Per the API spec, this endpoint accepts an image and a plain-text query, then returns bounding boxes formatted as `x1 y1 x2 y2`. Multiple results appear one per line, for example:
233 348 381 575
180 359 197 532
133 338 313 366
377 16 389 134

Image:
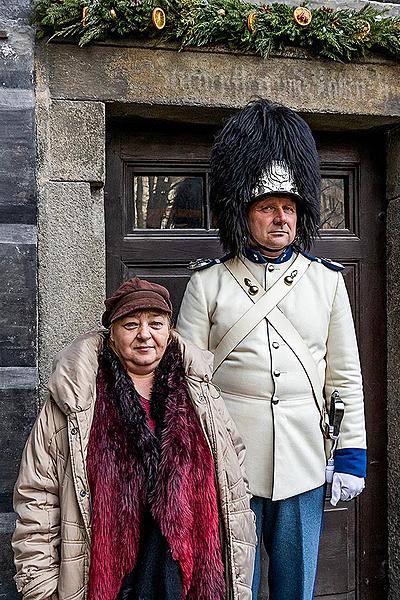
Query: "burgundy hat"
101 277 172 327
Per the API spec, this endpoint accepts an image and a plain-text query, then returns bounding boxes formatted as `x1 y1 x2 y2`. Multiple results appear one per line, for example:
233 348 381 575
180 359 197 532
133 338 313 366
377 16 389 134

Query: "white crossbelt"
214 253 326 429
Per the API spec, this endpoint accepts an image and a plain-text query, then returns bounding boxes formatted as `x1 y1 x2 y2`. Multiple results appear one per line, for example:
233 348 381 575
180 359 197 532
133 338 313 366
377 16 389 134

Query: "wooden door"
105 120 387 600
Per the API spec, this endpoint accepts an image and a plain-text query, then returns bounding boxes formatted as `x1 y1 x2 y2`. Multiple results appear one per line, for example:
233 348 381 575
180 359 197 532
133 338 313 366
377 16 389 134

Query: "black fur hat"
210 99 320 255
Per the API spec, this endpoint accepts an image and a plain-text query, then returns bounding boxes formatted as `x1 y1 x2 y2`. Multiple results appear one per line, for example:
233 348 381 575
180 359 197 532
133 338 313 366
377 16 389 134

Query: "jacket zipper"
204 375 236 600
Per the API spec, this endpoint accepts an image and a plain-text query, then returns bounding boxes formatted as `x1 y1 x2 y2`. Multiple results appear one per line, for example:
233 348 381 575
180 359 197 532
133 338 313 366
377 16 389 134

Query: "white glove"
331 473 365 506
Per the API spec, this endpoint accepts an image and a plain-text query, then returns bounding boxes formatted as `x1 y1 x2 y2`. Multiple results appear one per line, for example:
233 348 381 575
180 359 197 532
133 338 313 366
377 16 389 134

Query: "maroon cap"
102 277 172 327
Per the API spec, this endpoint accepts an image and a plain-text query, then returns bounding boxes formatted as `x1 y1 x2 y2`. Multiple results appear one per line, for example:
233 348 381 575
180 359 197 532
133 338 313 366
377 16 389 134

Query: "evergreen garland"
34 0 400 61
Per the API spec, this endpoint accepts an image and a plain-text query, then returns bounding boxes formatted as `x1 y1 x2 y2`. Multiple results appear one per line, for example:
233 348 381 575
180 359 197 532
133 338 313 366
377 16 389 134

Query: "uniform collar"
243 246 293 264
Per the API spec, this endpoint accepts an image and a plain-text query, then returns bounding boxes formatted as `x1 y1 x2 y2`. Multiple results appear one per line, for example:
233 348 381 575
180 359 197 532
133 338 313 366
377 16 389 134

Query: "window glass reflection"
320 177 347 229
133 174 205 229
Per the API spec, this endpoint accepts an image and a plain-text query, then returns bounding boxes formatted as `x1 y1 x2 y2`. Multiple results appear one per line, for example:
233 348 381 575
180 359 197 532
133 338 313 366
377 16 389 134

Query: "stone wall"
387 128 400 600
0 0 37 600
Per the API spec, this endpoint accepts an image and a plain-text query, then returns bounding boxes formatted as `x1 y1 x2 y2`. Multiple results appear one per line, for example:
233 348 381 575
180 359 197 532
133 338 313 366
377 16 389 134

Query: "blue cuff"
335 448 367 477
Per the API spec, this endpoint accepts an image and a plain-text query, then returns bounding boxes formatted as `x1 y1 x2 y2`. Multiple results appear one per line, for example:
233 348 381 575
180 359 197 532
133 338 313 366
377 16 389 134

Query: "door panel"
105 120 387 600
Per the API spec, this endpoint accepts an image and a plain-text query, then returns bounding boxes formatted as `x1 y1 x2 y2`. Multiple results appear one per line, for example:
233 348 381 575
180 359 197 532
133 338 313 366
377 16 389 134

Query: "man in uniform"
177 100 366 600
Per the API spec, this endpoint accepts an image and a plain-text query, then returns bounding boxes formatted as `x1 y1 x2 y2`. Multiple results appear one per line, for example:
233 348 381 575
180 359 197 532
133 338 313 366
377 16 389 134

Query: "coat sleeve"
212 386 252 498
325 274 366 477
176 272 211 350
12 399 60 600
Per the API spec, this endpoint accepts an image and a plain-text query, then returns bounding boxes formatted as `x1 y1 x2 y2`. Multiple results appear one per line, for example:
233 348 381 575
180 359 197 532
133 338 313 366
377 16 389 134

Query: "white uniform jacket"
177 254 366 500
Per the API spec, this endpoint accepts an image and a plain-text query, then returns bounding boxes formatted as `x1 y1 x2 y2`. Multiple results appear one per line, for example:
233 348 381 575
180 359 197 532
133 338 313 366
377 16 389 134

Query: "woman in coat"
13 278 255 600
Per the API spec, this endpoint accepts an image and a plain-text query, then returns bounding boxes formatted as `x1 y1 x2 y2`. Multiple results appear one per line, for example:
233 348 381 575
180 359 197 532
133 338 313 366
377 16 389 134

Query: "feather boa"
87 341 225 600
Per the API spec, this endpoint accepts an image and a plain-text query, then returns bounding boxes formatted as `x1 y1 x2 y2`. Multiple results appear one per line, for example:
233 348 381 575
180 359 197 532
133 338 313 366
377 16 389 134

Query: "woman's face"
110 311 170 374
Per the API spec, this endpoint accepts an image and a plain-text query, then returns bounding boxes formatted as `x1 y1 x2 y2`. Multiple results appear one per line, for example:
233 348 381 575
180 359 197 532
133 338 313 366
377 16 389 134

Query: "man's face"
248 196 297 255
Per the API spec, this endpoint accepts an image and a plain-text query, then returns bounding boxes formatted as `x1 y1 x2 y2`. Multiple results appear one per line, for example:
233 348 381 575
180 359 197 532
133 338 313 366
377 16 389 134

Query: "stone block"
0 238 36 368
0 22 34 89
45 44 400 117
46 100 105 185
386 127 400 200
0 109 36 214
0 388 37 512
38 182 105 394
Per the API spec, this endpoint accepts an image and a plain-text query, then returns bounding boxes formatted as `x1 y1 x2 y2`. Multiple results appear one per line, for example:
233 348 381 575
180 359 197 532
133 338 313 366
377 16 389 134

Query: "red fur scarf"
87 341 225 600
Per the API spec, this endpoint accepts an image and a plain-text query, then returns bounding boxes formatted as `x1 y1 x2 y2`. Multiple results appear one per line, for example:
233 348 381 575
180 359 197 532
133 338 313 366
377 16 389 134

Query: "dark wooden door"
105 120 387 600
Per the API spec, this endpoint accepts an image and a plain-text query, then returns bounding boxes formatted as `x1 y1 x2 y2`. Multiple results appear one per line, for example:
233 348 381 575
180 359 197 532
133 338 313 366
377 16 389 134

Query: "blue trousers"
251 485 325 600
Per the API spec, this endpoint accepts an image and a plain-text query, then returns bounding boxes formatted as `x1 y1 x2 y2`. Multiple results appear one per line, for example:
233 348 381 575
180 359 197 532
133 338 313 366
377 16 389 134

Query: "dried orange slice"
151 7 166 29
293 6 312 27
247 10 257 33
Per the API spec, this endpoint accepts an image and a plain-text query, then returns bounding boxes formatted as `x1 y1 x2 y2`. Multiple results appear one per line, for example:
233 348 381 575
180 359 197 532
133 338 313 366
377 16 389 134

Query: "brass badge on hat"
151 6 166 30
293 6 312 27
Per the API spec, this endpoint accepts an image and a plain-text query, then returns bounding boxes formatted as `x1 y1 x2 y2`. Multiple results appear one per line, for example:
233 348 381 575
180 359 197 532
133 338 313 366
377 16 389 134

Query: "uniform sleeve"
325 274 366 477
176 272 211 350
12 400 60 600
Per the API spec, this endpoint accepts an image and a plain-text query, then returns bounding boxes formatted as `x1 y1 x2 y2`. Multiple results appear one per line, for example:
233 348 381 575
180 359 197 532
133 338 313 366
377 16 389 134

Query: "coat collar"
243 246 293 264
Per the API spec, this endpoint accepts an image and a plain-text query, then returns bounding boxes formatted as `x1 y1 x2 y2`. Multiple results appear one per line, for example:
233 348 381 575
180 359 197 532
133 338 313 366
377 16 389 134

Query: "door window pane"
321 177 348 229
133 173 205 229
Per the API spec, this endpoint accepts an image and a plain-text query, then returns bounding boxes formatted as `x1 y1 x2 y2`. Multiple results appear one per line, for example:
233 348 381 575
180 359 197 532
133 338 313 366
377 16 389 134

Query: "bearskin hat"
210 99 320 255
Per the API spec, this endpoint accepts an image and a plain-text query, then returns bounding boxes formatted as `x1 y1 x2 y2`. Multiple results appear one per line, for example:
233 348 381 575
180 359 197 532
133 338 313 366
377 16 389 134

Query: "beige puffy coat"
12 333 255 600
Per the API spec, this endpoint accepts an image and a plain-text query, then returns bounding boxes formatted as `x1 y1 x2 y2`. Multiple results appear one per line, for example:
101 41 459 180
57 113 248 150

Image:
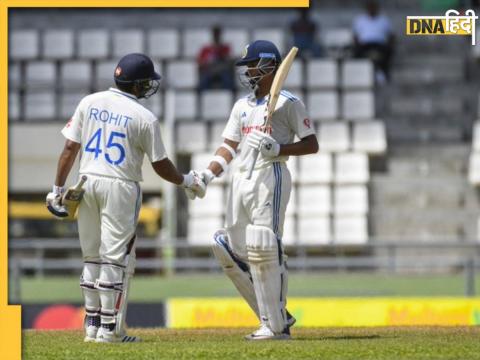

CHALLENGE:
Output the material from its first line through the line containing "214 253 326 429" as a numbered list, both ends included and blank lines skipped. Leave the pictures out.

EXPECTED ANSWER:
1. Per the API spec, this endpoint accepts an image and a plain-text query, then returns bounding boxes formatted as `x1 y1 x2 y2`. Multiple results appear one per line, for example:
2. 233 348 381 575
3. 180 359 197 532
4. 133 338 313 366
5. 377 16 389 134
6. Image:
7. Query: "burgundy hat"
8. 101 277 172 327
9. Per the API spec, this endpoint accepts an image and a plain-text query, then returns bounding boxes formatted as `x1 y1 x2 y2`. Multiple results appear one per line, for example:
10. 233 348 381 575
11. 180 359 197 532
12. 133 338 313 366
13. 377 16 389 134
14. Query: "white crossbelt"
15. 214 253 326 429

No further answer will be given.